| SELECTED PASSAGE |
↓
Intermediate

Trees

The branching data structure under databases, filesystems, autocompletes, and priority queues. Nine trees, from the plain binary search tree through the self-balancing workhorses to the disk-friendly B-trees and the range-query structures competitive programmers swear by.

data-structuressearchfundamentals

What is Trees?

The 60-second primer

A tree is a graph with no cycles and exactly one path between any two nodes — that constraint buys you something powerful: a natural hierarchy. Every tree has a root, children branch from it, and the structure repeats recursively until you hit leaves. That branching shape is why trees show up everywhere: every time you need to search a sorted set, index a database, autocomplete a word, or answer 'what's the sum of this range?', a tree is almost certainly doing the work.

The nine trees here span three distinct contracts. The BST is the foundation — put smaller keys left, larger right, and you get O(log n) search on average. AVL and red-black trees fix the worst-case problem by keeping the tree balanced, guaranteeing O(log n) at all times; the red-black tree is the one you'll find in every production standard library. The heap abandons the search property entirely and optimises for one thing: finding the minimum or maximum in O(1). The trie does something completely different — it keys on characters, not comparisons, making prefix queries blazing fast. Finally, B-trees and B+ trees go wide instead of deep to match the block size of a disk, and segment and Fenwick trees are specialised range-query machines used everywhere from competitive programming to databases.

You do not need to implement all nine from scratch. You need to know what each one promises and what it costs to keep that promise. O(log n) is the whole game — and it only holds when the tree stays balanced. Once that's clear, everything else is a matter of which invariant you're willing to enforce.

Where this shows up

  • Database and filesystem indexes — every B+ tree index in PostgreSQL, MySQL (InnoDB), and SQLite lets the engine jump to a row in O(log n) disk reads instead of scanning the whole table; ext4 and NTFS directory structures are B-trees too.
  • Language standard librariesstd::map and std::set in C++, TreeMap and TreeSet in Java, and Python's sortedcontainers are all backed by red-black trees; you get O(log n) insert, delete, and lookup with in-order iteration for free.
  • Operating system schedulers — the Linux kernel's Completely Fair Scheduler (CFS) stores runnable tasks in a red-black tree keyed by virtual runtime; the scheduler always picks the leftmost node in O(log n).
  • Priority queues, Dijkstra, and task schedulers — binary heaps power Python's heapq, Java's PriorityQueue, and every implementation of Dijkstra's algorithm; OS job queues and event loops use the same structure.
  • Autocomplete, spell-check, and IP routing — tries back the autocomplete in your IDE and search bar; spell-checkers do prefix and edit-distance search over a trie; internet routers do longest-prefix matching on a trie of CIDR blocks.
  • Competitive programming and analytics range queries — segment trees answer 'sum / min / max over range [l, r]' with point updates in O(log n); Fenwick trees (BITs) do the same for prefix sums with half the code and half the memory.
↑
| PROBLEM STATEMENT |
Reproduce the passage on trees above word for word, starting at the words "The nine trees" and ending after the words "programming to databases.".

| GIVEN INFORMATION |
↓
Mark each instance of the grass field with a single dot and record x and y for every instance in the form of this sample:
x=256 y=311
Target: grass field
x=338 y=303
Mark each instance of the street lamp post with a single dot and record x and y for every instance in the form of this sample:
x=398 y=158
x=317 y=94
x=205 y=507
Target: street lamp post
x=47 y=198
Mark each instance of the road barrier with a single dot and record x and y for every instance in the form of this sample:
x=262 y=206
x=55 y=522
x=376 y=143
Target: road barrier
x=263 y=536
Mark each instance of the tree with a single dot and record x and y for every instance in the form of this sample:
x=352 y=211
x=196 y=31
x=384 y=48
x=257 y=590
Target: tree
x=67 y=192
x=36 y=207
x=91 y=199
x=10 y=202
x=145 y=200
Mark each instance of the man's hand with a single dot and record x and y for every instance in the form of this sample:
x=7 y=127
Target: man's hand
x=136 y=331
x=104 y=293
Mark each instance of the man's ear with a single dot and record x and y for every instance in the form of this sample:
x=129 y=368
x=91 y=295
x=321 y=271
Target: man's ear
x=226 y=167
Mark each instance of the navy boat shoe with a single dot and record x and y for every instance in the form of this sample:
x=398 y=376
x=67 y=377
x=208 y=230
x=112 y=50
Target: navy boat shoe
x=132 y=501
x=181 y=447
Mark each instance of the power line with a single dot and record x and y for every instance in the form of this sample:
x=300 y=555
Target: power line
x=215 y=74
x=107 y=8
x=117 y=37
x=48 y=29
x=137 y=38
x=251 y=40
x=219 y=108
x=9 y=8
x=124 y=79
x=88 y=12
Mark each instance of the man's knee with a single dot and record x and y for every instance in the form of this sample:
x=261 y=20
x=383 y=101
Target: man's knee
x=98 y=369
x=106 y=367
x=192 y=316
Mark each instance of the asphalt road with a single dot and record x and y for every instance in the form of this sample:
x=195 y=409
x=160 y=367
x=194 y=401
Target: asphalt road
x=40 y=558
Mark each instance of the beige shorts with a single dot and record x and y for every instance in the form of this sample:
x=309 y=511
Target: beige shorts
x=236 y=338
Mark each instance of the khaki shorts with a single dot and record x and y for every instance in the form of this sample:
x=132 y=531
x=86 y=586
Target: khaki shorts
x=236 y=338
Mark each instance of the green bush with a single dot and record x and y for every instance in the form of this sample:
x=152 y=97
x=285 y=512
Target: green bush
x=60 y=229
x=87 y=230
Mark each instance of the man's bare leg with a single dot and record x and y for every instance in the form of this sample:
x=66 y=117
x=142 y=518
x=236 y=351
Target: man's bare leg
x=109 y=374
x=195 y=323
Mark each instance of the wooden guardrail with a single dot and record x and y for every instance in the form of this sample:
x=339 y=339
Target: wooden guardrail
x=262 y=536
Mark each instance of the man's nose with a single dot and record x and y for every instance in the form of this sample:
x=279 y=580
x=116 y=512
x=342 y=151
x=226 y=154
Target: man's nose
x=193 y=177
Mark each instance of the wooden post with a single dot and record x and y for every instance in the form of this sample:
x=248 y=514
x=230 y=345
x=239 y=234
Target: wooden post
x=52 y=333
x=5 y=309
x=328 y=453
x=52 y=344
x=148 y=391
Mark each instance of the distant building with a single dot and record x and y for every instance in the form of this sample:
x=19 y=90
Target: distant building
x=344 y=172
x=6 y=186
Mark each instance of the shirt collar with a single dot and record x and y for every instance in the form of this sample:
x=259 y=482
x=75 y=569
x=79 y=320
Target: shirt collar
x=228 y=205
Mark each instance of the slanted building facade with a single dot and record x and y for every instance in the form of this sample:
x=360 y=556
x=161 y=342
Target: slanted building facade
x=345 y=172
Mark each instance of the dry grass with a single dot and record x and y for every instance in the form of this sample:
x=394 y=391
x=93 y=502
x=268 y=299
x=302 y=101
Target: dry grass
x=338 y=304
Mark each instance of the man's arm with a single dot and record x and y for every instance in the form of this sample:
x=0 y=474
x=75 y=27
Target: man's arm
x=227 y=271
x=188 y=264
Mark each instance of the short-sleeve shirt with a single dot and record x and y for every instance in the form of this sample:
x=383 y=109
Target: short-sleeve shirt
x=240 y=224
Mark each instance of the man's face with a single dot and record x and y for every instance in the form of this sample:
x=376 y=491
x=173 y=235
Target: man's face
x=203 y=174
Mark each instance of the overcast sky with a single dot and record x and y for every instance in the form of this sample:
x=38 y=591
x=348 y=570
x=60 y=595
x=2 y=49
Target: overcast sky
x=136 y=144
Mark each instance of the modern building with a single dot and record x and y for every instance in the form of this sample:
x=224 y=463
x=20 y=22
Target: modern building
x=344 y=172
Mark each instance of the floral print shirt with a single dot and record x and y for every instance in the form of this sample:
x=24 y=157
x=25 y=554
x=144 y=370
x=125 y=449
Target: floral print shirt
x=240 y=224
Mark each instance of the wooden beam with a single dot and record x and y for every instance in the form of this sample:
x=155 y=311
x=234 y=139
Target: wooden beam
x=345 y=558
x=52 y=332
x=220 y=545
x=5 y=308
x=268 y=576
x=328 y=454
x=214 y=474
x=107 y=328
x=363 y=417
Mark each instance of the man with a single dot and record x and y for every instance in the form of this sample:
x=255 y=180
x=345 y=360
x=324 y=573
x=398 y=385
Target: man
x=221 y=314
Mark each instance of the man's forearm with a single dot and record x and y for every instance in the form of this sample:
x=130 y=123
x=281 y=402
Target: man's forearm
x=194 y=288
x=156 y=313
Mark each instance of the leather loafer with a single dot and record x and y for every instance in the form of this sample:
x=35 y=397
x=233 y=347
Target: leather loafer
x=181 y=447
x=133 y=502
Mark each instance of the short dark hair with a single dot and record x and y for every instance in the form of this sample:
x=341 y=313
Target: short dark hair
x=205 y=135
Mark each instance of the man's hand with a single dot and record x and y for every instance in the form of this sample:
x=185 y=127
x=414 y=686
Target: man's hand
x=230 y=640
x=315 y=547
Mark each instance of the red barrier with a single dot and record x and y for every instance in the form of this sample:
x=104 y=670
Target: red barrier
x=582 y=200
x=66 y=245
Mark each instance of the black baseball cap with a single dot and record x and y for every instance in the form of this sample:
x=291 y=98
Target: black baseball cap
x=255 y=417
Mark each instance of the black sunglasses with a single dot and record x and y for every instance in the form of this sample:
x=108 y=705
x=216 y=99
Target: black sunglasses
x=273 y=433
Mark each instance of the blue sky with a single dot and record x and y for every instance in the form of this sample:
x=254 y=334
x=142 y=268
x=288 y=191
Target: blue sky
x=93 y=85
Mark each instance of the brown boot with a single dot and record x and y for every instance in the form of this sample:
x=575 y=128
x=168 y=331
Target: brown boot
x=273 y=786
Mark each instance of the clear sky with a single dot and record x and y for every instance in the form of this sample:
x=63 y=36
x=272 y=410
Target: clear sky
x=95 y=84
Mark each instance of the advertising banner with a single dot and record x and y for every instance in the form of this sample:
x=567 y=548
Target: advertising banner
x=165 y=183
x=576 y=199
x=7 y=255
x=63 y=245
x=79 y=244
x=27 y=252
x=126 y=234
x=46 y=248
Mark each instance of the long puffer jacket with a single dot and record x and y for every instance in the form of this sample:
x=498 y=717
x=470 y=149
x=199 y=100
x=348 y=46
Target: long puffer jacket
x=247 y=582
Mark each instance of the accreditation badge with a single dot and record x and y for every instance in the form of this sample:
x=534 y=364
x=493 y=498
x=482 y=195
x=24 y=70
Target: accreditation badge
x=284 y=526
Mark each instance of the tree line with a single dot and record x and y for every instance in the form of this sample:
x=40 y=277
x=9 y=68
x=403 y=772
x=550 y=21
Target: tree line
↑
| ANSWER TO THE PROBLEM |
The nine trees here span three distinct contracts. The BST is the foundation — put smaller keys left, larger right, and you get O(log n) search on average. AVL and red-black trees fix the worst-case problem by keeping the tree balanced, guaranteeing O(log n) at all times; the red-black tree is the one you'll find in every production standard library. The heap abandons the search property entirely and optimises for one thing: finding the minimum or maximum in O(1). The trie does something completely different — it keys on characters, not comparisons, making prefix queries blazing fast. Finally, B-trees and B+ trees go wide instead of deep to match the block size of a disk, and segment and Fenwick trees are specialised range-query machines used everywhere from competitive programming to databases.